Text passage >>
Another issue that the panel asked ReCor to address was the percentage of patients with an eGFR < 60. There were 14 such patients in the treatment group and 13 in the sham group in the pooled analysis, with no indication that renal denervation had less of an effect on daytime ambulatory systolic blood pressure in those with lower versus higher eGFR values (interaction P = 0.1073).

Safety, Durability, and Unmet Need

Advisory committee consultant John Hirshfeld Jr, MD (University of Pennsylvania, Philadelphia), said while there were no concerns raised in the trials with regard to safety, long-term follow-up is appropriate to ensure that restenosis complications do not occur.

Similarly, Eric Bates, MD (University of Michigan, Ann Arbor), said it might be “a little too rosy” to suggest that there are no safety concerns related to the procedure, noting that as it rolls out to a wider number of operators, there could be a small increase in the rate of access-site complications.

Throughout the day, members of the panel expressed interest in seeing longer term data on the impact of renal denervation on reducing medication burden. While Starling said he was satisfied that the medication burden was lessened with the procedure, Keith Allen, MD (St. Luke’s Hospital of Kansas City MO), said he was grappling with whether an invasive procedure is a reasonable alternative to medication.

“I personally don’t think denervation will be durable,” he said. “I can’t think of a single area where denervation has been used, whether it’s lumbar sympathectomy or even cardiac transplantation, where the organ is completely denervated that re-enervation doesn’t typically or always recur. I don’t think this is better than medicines at 6 months.”

Jay Giri, MD, MPH (University of Pennsylvania, Philadelphia), who spoke during the open public comment, contended that many patients struggle with hypertension despite the availability of good oral medications.

“It can be difficult to get on these multimedicine regimens and to keep them straight and take them as directed,” he noted, adding that cost and side effects of individual or combination therapies are other important considerations for these patients.

“For all these reasons, we’re at a place where we need a better solution, at least as an adjunct to what we’re doing to help patients deal with hypertension, which is causing all these terrible outcomes down the line,” he added.

In a patient preference survey of 258 people conducted by ReCor, 42% of respondents said they would prefer renal denervation to an additional pill to control their hypertension.

[Dataset records]
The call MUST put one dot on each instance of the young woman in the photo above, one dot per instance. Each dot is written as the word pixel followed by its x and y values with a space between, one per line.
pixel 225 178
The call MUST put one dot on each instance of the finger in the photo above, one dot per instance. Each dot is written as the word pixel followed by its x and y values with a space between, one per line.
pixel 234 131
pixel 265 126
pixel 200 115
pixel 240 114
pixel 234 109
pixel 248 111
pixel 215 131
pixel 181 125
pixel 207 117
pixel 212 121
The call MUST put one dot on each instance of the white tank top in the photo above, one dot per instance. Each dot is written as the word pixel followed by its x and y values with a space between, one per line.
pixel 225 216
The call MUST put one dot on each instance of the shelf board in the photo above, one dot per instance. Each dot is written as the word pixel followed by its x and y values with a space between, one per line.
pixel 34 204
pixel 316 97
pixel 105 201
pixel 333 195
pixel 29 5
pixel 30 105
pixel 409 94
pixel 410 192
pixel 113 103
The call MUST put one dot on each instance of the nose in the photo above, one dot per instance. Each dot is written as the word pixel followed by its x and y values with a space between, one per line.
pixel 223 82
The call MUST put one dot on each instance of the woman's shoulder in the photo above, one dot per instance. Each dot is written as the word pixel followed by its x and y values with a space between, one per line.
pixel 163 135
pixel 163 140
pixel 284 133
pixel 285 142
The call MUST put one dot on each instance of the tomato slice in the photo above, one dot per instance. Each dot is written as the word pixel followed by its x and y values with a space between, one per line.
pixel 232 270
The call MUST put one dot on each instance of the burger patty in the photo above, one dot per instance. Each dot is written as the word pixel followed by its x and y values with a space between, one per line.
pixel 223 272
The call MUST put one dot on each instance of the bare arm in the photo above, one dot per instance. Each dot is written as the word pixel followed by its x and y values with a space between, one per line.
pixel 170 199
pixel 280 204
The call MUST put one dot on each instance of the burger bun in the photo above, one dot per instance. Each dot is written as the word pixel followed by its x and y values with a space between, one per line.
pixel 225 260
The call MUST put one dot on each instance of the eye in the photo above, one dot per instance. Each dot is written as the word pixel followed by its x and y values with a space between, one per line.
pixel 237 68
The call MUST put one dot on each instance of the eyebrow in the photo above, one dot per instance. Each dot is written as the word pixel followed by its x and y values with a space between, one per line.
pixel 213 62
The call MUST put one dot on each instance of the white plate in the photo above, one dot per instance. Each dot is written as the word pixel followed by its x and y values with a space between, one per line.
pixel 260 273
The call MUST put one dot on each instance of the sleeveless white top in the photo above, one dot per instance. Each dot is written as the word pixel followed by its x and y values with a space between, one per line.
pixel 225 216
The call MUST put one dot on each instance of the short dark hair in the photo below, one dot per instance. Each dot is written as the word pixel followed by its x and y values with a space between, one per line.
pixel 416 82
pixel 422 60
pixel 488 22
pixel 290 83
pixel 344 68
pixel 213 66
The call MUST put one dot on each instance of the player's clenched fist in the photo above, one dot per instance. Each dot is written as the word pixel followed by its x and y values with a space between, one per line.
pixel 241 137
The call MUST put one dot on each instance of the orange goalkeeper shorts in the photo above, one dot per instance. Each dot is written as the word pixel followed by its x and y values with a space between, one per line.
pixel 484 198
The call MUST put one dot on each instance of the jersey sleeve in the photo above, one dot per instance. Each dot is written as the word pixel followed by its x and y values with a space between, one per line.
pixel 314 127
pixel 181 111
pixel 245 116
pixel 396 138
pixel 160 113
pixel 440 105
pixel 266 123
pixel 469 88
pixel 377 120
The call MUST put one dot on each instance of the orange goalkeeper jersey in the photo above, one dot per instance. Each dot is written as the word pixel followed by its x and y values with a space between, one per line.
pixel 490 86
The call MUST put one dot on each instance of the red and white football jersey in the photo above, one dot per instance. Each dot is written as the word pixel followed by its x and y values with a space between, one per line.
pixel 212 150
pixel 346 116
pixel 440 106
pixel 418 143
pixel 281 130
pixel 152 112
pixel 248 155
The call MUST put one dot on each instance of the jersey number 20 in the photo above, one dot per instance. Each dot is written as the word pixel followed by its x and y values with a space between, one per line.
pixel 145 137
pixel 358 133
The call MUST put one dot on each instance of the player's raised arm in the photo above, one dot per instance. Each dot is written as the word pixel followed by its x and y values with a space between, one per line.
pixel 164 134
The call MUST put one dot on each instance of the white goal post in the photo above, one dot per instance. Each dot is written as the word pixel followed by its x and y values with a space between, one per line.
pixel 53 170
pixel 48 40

Actions to take >>
1. In the renal denervation article, what share of respondents to ReCor's patient preference survey said they would prefer renal denervation to an additional pill?
2. Please extend the renal denervation article past its final sentence.

Solved tasks >>
1. 42%

2.
We’re at a place where we need a better solution, at least as an adjunct to what we’re doing to help patients deal with hypertension. Jay Giri

While some of the panelists felt respondents may not have had enough information on what it may be like to actually undergo the procedure to make that decision, others like Abdulla Damluji, MD, PhD, MPH (Inova Health Fairfax, VA), said if it makes a difference for patients who suspect, or who their physicians suspect, wouldn’t be fully compliant with multiple medications, it might be worth considering.

ReCor has plans for ongoing follow-up of all patients in all three of its trials, and the company has initiated a Continued Access Study/Continued Access Protocol (CAP), which is designed to include patients similar to those enrolled in RADIANCE II in one arm and patients similar to those enrolled in TRIO in another. They also intend to initiate a US global registry similar to one currently ongoing in Europe and the UK.

The advisory committee as a whole made clear that if the device is approved they hope postmarket studies will provide needed information to close many of the gaps addressing questions they still have, particularly with regard to the efficacy and duration of benefit, as well as the sponsor’s willingness to include underrepresented minority populations. Several members indicated that their “yes” votes were cast in hopes of seeing resolution to those issues.

Yeh pointed to another important point of clarity that he and others would be looking for in postapproval data, which is the type of patient who actually benefits most from undergoing renal denervation. Within the limited data, he said, there are indications of wide variation in the magnitude of benefit.

The panel reconvenes tomorrow to do this all over again for Medtronic's Symplicity Spyral Renal Denervation System.